## What is required:
Rewrite every line of the entries below as a JSON list of strings, one string per line, with blank lines skipped and the pictures omitted.

## Records for the exercise:

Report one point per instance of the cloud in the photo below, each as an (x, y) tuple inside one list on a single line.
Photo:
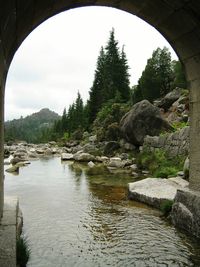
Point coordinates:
[(59, 57)]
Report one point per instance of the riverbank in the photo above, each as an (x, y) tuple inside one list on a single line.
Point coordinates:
[(72, 218)]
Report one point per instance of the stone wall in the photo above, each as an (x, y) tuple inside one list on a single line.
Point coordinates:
[(174, 144)]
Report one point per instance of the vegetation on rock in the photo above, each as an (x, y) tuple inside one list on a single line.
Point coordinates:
[(159, 164)]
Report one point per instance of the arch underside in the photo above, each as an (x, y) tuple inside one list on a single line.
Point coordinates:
[(178, 21)]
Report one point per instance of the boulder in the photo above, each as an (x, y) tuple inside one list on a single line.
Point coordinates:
[(186, 168), (102, 158), (143, 119), (84, 157), (67, 156), (90, 148), (110, 148), (93, 138), (13, 169), (91, 164), (155, 191), (15, 160), (116, 163)]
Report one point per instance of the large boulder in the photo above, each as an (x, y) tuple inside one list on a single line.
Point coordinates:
[(155, 191), (110, 148), (84, 157), (143, 119)]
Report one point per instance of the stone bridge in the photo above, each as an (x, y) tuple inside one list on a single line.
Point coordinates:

## Complete response:
[
  "Report one point per instance of the cloud in the photo below, each as an (x, y) tuple inside one list on a single line.",
  "Photo:",
  "Point coordinates:",
  "[(59, 57)]",
  "Report one point per instance of the riverbank in the photo above, each as an (x, y) tuple inside one list on a single line.",
  "Point coordinates:",
  "[(72, 218)]",
  "Report one point per instance of the stone wall in the photo above, each as an (x, y) tuple inside one list on a single line.",
  "Point coordinates:",
  "[(174, 144)]",
  "Report one point per instance of the vegetation on rock in the photo above, each as an (x, y) tuple inside one list on a single line.",
  "Point coordinates:",
  "[(159, 164)]",
  "Report one point per instance of the arch underside in the photo above, each as an (x, y) tuple inside one list on a single line.",
  "Point coordinates:",
  "[(178, 21)]",
  "Report one point per instance of the boulder in the photo above, each as an (x, y) tuple inside one list on a single line.",
  "Point coordinates:",
  "[(186, 168), (102, 158), (143, 119), (84, 157), (67, 156), (90, 148), (110, 148), (93, 138), (13, 169), (91, 164), (155, 191), (15, 160), (116, 163)]",
  "Report one point per instance of the large boulder in the photo above, each as an (x, y) tuple inside one list on a single line.",
  "Point coordinates:",
  "[(155, 191), (110, 148), (84, 157), (143, 119)]",
  "Report one point per instance of the stone bridge in the photo above, each as an (x, y) tuple inside one list on a single line.",
  "Point coordinates:"
]